DOCUMENT TEXT>

The new step in the startup phase indicated continued smooth operation of the Large Hadron Collider since its repairs following a spectacular collapse last year.
updated 11/24/2009 8:05:27 PM ET 2009-11-25T01:05:27

The world's largest atom smasher has used its accelerator to speed up proton beams for the first time as scientists moved ahead in efforts to learn more about the universe.

The $10 billion Large Hadron Collider showed Tuesday it could raise the energy of the proton beams whizzing around the massive machine by an initial 20 percent.

"It was just a preliminary test," said James Gillies, spokesman for the European Organization for Nuclear Research, also known as CERN. "It's all going very well."

Tuesday's step indicated further good news for the collider since months of repairs following its spectacular collapse last year. The latest phase began Friday night when the first proton beams circulated each way around the 17-mile (27-kilometer) tunnel under the Swiss-French border.

The operators then got the beams to run simultaneously in opposite directions through fire-hose-sized pipes 11,000 times a second around the ring, zooming by at nearly the speed of light through temperatures colder than outer space.

Ultimately, the collider aims to create conditions like they were 1 trillionth to 2 trillionths of a second after the Big Bang — which scientists think marked the creation of the universe billions of years ago. Physicists also hope the collider will help them see and understand other suspected phenomena, such as dark matter, antimatter and supersymmetry.

On Monday, the collider's four massive detectors saw the first collisions between protons as the beams crossed each other at set points in rooms the size of cathedrals 100 meters (300 feet) underground.

OBJECTIVES>
**1.** List the suspected phenomena that the Large Hadron Collider article says physicists hope the collider will help them see and understand.
**2.** Continue the Large Hadron Collider article, starting after its last sentence.

RECORDS SUPPLIED>
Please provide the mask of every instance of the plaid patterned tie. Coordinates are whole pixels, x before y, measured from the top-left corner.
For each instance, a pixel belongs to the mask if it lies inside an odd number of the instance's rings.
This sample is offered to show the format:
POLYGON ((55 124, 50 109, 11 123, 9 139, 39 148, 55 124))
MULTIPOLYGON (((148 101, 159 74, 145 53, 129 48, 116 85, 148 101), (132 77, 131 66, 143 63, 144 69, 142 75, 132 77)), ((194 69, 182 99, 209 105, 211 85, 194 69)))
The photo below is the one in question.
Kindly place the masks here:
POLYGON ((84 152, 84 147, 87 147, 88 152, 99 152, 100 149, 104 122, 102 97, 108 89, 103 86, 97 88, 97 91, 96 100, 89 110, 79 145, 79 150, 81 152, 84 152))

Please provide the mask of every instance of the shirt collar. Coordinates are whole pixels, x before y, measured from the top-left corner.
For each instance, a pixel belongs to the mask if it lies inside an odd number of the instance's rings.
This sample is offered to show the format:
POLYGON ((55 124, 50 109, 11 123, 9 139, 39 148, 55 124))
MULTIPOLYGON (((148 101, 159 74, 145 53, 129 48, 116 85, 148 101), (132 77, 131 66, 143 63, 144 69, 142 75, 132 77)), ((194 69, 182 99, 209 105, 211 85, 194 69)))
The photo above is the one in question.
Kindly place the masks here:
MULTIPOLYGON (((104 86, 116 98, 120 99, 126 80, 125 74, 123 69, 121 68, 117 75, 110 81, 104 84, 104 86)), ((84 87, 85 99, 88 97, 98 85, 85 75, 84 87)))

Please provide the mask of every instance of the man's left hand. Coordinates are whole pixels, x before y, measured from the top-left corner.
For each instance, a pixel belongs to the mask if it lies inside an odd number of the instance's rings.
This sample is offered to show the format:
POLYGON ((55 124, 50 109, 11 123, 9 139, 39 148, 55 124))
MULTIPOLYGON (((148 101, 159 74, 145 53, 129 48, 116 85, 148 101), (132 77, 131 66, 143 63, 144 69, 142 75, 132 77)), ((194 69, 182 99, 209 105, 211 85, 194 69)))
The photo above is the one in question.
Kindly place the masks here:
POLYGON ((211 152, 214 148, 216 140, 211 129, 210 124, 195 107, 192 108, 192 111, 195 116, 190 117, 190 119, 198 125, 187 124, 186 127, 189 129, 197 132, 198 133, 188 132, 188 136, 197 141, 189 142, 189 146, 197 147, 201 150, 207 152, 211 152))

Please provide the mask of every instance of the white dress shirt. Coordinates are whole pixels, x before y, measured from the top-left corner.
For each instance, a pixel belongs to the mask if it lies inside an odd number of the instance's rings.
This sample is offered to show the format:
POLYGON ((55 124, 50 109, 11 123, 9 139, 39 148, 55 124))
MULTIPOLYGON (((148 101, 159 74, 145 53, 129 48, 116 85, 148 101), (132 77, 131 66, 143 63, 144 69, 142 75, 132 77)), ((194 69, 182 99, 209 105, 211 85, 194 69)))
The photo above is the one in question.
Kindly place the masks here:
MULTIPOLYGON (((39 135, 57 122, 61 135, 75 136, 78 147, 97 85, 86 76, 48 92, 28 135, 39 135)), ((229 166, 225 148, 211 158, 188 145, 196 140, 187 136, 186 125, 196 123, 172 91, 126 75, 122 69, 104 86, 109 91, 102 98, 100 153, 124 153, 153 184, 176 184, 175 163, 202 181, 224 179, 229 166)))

RESULTS FOR THE EXERCISE>
**1.** dark matter, antimatter, supersymmetry

**2.**
Physicists say the beam is of superb quality, with the protons tightly packed into hairlike lines and guided by 1,600 superconducting magnets — some of them 15 meters (50 feet) long — around the ring.

While the initial collisions were a side effect, intentional hits could begin within the next 10 days, mainly to check how the machine is working, Gillies said. The initial collisions are needed to calibrate the machine.

Gillies said Tuesday the energy of the proton beam was increased to 540 from 450 billion electron volts, still a long way from the power that will be needed for new discoveries in the makeup of the universe and matter. Those discoveries might start happening in the first half of next year.

Interactive: Inside the big bang machine (on this page) "They set in process the procedure to ramp the machine up to the 1.2 TeV (trillion electron volts) that we want to get to this year," Gillies said.

That level would make the Geneva machine the world's most powerful collider, overtaking the Tevatron at Fermilab near Chicago, which operates at 1 trillion electron volts.

The Geneva accelerator automatically stopped when it rose to about 540 billion electron volts, about 90 billion electron volts higher than it had been operating so far, Gillies said.

After that, the proton beam was halted Tuesday for maintenance checks on the machine, he said.

The collider's first science test will take place in January or early February, when scientists plan to start deliberately crashing protons into each other to see what they can discover about the makeup of the universe and its tiniest particles.

Physicists said the discoveries could begin after the collider reaches 3.5 TeV in each direction.

The collider was started with great fanfare Sept. 10, 2008, only to be heavily damaged by an electrical fault nine days later. It took 14 months to repair and add protection systems to the machine before it was restarted. The overall price of repairs and improvements is expected to cost $40 million, according to CERN.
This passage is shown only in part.